Please read the passage on embroidery floss colors below and say which color the writer names as green's possible rival for the widest range of variation.

** START Document passage **

Beal doesn't talk much about greens (other than one, apparently, that Rita Heyworth was meant to be dressed in). But green is my favorite, and the one I tend to buy the most of - because there are so many greens. There are the pale, baby leaf greens, almost yellow. Some of them almost glow in the dark they are so pale yet bright. And there are the soft gray sage greens - which is a color, incidentally, that I look good IN, which may be partly why I like it. And emerald green. And all of the blue-greens from teal to jade. To my eyes, green seems to be the color with the widest range of variation in what you would still call "green," with maybe only purple as a rival for this title.

And so, it is greens and purples I buy the most of. And some pinks and peaches and some browns (and brown, that is another good color, another color that can have forms that are redder and forms that are yellower and some forms that are even almost purple).

And I take my floss home and take it out of the bag and range them on my coffee table for a while, just to look at. And then I put them with the others, and plan to sometime soon pull one of them out, and use it - for the flower on a water-lily perhaps, or the scales on the Chinese dragon I stamped onto another tea towel, or to make stars in a night-scene.

** END Document passage **
** START Stored rows **

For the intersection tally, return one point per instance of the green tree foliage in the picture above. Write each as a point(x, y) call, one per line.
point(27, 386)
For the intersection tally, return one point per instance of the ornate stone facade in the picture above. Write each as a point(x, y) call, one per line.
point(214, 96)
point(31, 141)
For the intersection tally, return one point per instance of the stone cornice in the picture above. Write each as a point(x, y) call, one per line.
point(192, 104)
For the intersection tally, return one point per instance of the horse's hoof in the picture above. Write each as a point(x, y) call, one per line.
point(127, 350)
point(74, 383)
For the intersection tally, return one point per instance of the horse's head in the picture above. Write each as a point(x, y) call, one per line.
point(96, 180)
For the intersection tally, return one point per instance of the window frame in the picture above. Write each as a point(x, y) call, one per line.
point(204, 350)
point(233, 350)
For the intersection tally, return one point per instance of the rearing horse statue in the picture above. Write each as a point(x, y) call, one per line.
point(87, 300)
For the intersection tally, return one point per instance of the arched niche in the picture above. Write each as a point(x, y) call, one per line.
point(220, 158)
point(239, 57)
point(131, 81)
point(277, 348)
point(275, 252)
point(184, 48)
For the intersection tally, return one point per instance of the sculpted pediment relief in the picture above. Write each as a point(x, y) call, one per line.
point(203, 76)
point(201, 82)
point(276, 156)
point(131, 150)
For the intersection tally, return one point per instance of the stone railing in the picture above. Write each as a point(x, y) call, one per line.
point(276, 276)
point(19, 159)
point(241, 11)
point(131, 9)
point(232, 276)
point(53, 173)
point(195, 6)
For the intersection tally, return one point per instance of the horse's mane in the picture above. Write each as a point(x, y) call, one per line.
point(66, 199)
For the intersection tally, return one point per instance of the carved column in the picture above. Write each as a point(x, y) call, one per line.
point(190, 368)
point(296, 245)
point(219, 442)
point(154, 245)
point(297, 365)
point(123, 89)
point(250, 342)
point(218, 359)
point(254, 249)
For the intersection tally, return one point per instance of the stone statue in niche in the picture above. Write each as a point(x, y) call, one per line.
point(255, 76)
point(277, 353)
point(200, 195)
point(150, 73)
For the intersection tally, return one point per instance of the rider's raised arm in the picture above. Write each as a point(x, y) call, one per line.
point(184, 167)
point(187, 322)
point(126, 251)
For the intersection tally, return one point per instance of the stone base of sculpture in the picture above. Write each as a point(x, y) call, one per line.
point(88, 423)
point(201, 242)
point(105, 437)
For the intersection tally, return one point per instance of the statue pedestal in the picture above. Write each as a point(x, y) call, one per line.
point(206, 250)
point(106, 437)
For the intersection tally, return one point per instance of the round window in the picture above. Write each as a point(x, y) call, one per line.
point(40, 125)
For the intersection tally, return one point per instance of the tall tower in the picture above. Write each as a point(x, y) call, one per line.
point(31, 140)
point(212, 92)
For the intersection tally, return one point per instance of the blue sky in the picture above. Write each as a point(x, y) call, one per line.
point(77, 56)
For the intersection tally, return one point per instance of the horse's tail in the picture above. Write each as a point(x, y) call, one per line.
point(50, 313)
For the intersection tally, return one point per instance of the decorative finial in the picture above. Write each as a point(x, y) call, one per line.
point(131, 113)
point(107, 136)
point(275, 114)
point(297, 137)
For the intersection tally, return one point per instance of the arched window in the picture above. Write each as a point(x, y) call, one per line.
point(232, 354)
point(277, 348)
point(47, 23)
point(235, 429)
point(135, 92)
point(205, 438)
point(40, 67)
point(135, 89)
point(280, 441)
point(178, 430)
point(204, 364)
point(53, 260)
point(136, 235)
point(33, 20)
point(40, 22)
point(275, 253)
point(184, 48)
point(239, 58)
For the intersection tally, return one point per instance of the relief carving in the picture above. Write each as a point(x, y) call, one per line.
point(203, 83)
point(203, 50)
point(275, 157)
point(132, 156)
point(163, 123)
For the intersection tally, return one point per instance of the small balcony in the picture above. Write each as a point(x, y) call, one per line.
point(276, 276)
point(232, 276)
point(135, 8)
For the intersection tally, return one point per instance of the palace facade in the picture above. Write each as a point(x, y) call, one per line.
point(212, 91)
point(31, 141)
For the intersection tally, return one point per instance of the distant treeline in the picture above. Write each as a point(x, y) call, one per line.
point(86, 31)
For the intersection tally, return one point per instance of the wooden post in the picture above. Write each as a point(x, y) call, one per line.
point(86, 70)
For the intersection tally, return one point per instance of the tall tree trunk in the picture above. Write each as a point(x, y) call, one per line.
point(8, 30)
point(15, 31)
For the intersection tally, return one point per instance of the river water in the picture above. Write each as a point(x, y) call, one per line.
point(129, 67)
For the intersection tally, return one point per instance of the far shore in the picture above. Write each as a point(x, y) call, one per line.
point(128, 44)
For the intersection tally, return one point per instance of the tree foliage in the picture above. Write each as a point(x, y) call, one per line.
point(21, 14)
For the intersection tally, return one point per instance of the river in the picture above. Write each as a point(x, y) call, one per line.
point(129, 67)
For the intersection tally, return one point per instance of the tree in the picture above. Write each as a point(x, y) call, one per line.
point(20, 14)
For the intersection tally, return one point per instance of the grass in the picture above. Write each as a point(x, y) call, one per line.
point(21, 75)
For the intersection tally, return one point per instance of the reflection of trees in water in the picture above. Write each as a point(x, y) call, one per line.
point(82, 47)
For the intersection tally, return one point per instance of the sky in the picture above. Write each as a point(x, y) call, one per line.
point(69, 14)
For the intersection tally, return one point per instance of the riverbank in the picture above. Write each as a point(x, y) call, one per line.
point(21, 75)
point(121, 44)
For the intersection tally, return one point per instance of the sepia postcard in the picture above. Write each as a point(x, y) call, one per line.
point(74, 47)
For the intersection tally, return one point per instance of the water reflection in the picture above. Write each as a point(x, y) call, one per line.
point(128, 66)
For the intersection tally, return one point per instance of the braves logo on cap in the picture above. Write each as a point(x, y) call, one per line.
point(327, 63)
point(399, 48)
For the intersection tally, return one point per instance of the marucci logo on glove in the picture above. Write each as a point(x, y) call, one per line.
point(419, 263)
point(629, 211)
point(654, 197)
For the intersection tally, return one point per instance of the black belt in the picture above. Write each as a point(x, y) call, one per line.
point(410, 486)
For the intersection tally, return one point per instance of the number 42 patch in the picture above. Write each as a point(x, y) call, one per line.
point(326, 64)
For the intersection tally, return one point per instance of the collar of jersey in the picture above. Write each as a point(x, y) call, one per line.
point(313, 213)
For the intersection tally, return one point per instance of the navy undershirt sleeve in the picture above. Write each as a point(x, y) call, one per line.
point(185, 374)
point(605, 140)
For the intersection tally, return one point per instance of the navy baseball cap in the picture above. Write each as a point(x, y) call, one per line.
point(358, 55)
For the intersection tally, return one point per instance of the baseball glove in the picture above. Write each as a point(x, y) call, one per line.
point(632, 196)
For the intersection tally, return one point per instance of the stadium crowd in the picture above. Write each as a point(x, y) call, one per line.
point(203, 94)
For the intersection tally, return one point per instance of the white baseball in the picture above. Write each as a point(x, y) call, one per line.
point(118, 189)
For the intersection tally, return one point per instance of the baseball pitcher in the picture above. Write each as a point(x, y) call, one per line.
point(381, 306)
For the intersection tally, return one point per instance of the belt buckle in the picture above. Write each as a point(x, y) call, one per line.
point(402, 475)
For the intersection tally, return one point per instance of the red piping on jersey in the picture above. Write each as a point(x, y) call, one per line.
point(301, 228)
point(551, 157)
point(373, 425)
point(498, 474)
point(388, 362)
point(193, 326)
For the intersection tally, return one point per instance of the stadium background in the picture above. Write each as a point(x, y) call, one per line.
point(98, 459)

** END Stored rows **

Exercise solution> Purple.